# DATASET CONTENT start

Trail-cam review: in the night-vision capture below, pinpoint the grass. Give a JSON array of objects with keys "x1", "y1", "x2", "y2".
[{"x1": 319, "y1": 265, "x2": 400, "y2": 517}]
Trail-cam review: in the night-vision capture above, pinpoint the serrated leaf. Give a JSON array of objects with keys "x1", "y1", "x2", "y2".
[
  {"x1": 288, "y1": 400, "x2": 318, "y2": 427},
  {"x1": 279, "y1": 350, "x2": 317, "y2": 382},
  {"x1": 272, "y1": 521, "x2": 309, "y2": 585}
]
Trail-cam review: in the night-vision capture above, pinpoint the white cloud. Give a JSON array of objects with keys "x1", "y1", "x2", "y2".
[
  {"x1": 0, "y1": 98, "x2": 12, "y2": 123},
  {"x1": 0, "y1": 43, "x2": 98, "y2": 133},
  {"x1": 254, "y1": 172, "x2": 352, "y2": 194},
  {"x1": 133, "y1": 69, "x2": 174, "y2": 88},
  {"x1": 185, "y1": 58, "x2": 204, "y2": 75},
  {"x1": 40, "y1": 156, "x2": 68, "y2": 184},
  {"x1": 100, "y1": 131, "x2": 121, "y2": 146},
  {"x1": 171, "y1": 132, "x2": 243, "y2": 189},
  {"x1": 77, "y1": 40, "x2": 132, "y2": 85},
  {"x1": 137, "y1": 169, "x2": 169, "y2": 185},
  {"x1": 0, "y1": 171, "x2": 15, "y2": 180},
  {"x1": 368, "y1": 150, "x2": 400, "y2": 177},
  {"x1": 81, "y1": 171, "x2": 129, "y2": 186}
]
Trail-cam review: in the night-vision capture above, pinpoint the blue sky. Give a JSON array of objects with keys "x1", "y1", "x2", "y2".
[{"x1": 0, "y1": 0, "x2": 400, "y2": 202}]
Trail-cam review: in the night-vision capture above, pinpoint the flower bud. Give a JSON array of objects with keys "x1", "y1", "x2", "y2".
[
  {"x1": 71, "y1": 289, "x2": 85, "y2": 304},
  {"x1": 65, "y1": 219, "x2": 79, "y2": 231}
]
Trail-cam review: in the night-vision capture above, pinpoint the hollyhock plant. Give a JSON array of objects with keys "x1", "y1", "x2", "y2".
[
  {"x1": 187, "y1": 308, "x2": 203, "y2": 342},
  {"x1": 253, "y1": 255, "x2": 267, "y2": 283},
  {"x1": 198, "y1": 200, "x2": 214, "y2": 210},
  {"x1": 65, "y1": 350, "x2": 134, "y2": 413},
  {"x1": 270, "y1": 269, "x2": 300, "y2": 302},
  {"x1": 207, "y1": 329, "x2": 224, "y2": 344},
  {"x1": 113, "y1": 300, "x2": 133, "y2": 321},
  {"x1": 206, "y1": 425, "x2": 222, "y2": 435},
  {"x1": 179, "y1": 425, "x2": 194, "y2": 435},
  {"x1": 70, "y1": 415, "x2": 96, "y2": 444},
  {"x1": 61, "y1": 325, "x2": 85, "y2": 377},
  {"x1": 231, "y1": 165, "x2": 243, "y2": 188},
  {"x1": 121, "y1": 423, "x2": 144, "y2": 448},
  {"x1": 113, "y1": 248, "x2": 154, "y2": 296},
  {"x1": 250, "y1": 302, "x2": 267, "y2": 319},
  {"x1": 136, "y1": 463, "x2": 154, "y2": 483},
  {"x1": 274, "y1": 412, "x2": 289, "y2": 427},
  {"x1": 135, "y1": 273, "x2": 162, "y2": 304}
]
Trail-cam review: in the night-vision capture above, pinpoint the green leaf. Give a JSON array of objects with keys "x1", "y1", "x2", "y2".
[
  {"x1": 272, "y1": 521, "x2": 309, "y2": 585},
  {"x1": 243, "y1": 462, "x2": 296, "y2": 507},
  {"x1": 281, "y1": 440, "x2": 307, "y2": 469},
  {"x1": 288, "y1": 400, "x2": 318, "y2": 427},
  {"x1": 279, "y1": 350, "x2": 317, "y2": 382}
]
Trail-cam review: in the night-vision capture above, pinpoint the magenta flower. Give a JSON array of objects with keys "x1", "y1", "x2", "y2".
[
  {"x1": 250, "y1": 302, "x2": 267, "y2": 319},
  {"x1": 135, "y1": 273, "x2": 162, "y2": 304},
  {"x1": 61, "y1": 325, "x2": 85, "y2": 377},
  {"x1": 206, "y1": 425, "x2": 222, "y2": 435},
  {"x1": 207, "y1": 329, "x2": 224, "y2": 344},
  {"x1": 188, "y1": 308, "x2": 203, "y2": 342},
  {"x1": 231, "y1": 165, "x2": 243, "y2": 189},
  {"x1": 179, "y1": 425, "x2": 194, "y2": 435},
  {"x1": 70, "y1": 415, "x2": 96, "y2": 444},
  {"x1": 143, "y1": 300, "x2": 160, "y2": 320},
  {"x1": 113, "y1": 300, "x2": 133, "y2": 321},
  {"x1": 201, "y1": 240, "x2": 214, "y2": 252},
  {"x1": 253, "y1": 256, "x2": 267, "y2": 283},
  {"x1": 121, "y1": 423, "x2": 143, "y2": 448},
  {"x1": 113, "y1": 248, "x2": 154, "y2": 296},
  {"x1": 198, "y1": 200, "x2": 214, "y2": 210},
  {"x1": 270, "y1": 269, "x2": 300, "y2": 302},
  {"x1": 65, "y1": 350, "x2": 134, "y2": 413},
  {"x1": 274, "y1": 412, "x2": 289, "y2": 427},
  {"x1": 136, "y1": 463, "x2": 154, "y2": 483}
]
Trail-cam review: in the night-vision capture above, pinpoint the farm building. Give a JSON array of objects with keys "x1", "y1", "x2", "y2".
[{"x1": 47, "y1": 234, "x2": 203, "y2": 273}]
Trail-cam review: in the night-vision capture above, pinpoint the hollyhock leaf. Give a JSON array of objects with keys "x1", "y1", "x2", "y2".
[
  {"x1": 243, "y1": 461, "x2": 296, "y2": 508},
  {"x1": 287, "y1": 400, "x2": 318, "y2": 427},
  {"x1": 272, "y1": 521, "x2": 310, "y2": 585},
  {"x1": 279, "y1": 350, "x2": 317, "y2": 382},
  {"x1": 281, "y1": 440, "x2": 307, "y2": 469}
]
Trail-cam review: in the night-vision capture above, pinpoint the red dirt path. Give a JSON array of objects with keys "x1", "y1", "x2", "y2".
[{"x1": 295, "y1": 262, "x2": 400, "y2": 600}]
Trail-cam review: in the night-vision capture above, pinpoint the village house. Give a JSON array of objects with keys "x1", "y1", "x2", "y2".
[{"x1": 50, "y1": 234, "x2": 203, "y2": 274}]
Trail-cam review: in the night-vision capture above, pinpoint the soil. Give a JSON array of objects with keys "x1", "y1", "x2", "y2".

# DATASET CONTENT end

THE REQUEST
Reproduce, word for word, the stretch from the line containing "pinpoint the red" through the end of the items.

RESULT FOR THIS TASK
Trail-cam review: in the night-vision capture above, pinpoint the red dirt path. Give a JSON array of objects with keys "x1", "y1", "x2", "y2".
[{"x1": 295, "y1": 262, "x2": 400, "y2": 600}]
Trail-cam review: in the night-vision capture above, pinpoint the village house. Give a JSON array of objects with keys "x1", "y1", "x2", "y2".
[{"x1": 50, "y1": 234, "x2": 203, "y2": 274}]
Trail-cam review: in the night-vision capture above, pinpoint the soil. Give a JSON array of objects with keys "x1", "y1", "x2", "y2".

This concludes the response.